== Excerpt provided ==
|---|

Unicode / cx_Oracle problem

  • Thread starter Richard Schulman
  • Start date
R

Richard Schulman

Sorry to be back at the goodly well so soon, but...

....when I execute the following -- variable mean_eng_txt being
utf-16LE and its datatype nvarchar2(79) in Oracle:

cursor.execute("""INSERT INTO mean (mean_id,mean_eng_txt)
VALUES :)id,:mean)""",id=id,mean=mean)

I not surprisingly get this error message:

"cx_Oracle.NotSupportedError: Variable_TypeByValue(): unhandled data
type unicode"

But when I try putting a codecs.BOM_UTF16_LE in various plausible
places, I just end up generating different errors.

Recommendations, please?

TIA,
Richard Schulman
(Remove xx for email reply)
 
D

Diez B. Roggisch

Richard said:
Sorry to be back at the goodly well so soon, but...

...when I execute the following -- variable mean_eng_txt being
utf-16LE and its datatype nvarchar2(79) in Oracle:

cursor.execute("""INSERT INTO mean (mean_id,mean_eng_txt)
VALUES :)id,:mean)""",id=id,mean=mean)

I not surprisingly get this error message:

"cx_Oracle.NotSupportedError: Variable_TypeByValue(): unhandled data
type unicode"

But when I try putting a codecs.BOM_UTF16_LE in various plausible
places, I just end up generating different errors.

Show us the alleged plausible places, and the different errors.
Otherwise it's crystal ball time again.

Diez
 
R

Richard Schulman

cursor.execute("""INSERT INTO mean (mean_id,mean_eng_txt)
Diez:
Show us the alleged plausible places, and the different errors.
Otherwise it's crystal ball time again.

|---|

[Entries from a pointing dataset]
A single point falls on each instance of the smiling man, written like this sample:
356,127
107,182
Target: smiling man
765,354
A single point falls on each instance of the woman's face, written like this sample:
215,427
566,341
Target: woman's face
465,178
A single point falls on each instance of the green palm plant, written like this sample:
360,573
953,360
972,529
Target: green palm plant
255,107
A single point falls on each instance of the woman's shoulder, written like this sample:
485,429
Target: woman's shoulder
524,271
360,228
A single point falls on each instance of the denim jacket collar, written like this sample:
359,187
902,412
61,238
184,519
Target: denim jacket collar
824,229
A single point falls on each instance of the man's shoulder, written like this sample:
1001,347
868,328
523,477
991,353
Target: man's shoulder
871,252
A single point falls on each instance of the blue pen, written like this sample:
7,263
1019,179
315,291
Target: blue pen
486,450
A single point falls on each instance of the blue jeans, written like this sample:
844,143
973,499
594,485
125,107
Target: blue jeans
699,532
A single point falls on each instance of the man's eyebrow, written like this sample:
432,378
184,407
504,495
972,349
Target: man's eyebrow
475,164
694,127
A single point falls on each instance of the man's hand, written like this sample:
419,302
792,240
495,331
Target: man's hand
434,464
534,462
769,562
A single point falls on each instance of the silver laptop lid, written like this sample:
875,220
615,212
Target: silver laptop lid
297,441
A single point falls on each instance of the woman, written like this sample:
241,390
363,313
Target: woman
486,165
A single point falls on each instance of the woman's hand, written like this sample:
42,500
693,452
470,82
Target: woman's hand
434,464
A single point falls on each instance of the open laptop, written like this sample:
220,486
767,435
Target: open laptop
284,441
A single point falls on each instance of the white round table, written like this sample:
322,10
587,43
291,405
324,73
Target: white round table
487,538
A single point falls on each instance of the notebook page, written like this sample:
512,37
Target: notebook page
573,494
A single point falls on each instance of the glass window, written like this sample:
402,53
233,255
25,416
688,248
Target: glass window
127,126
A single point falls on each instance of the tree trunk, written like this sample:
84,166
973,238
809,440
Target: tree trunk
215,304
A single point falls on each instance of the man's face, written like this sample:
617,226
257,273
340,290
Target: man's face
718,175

|---|

== Exercise requirements ==
• A. What Oracle datatype does the mean_eng_txt column have in the cx_Oracle thread?
• B. Which table and column names appear in the INSERT statement in the cx_Oracle thread?
• C. Carry the cx_Oracle thread forward from its last line.

== The answers ==
• A. nvarchar2(79)

• B. The table is mean. The columns are mean_id and mean_eng_txt.

• C.
More usefully, let's just try to fix the code above. Here's the error
message I get:

NotSupportedError: Variable_TypeByValue(): unhandled data type unicode

Traceback (innermost last):

File "c:\pythonapps\LoadMeanToOra.py", line 1, in ?
# LoadMeanToOra reads a UTF-16LE input file one record at a time
File "c:\pythonapps\LoadMeanToOra.py", line 23, in ?
cursor.execute("""INSERT INTO mean (mean_id,mean_eng_txt)

What I can't figure out is whether cx_Oracle is saying it can't handle
Unicode for an Oracle nvarchar2 data type or whether it can handle the
input but that it needs to be in a specific format that I'm not
supplying.

- Richard Schulman
 
D

Diez B. Roggisch

Richard said:
More usefully, let's just try to fix the code above. Here's the error
message I get:

NotSupportedError: Variable_TypeByValue(): unhandled data type unicode

Traceback (innermost last):

File "c:\pythonapps\LoadMeanToOra.py", line 1, in ?
# LoadMeanToOra reads a UTF-16LE input file one record at a time
File "c:\pythonapps\LoadMeanToOra.py", line 23, in ?
cursor.execute("""INSERT INTO mean (mean_id,mean_eng_txt)

What I can't figure out is whether cx_Oracle is saying it can't handle
Unicode for an Oracle nvarchar2 data type or whether it can handle the
input but that it needs to be in a specific format that I'm not
supplying.

What does

print repr(mean)

give you?

It _looks_ to me (don't have an orcacle available right now) as if it is
a unicode object. That you have to consider as some abstract string
representation. Which means it has to be encoded in some way before sent
over the wire. There might exist db-api bindings that can deal with
them, by applying a default encoding or somehow figuring out what
encoding the DB expects. But I don't see any references to unicode in
pep 249, so I presume you can't rely on that - which seems to be the
case here.

The oracle NLS is a sometimes tricky beast, as it sets the encoding it
tries to be clever and assigns an existing connection some encoding,
based on the users/machines locale. Which can yield unexpected results,
such as "Dusseldorf" instead of "Düsseldorf" when querying a german city
list with an english locale.

So - you have to figure out, what encoding your db-connection expects.
You can do so by issuing some queries against the session tables I
believe - I don't have my oracle resources at home, but googling will
bring you there, the important oracle term is NLS.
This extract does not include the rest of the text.